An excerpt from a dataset
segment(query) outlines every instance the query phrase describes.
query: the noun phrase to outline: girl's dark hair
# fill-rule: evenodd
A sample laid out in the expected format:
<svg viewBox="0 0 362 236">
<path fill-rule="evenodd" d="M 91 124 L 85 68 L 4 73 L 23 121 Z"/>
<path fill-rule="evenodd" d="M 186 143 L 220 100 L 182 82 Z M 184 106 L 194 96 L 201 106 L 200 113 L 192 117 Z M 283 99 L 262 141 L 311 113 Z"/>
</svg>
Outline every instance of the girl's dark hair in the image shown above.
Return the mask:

→ **Requirement**
Please recast the listing as a numbered list, from its first line up to and including the line that contains "91 124 L 85", leaving out any blank lines.

→ **Result**
1. segment(query) outlines every instance the query phrase describes.
2. query: the noun phrase to outline: girl's dark hair
3. # fill-rule: evenodd
4. A sample laid out in the expected format:
5. <svg viewBox="0 0 362 236">
6. <path fill-rule="evenodd" d="M 91 124 L 85 68 L 4 73 L 23 121 Z"/>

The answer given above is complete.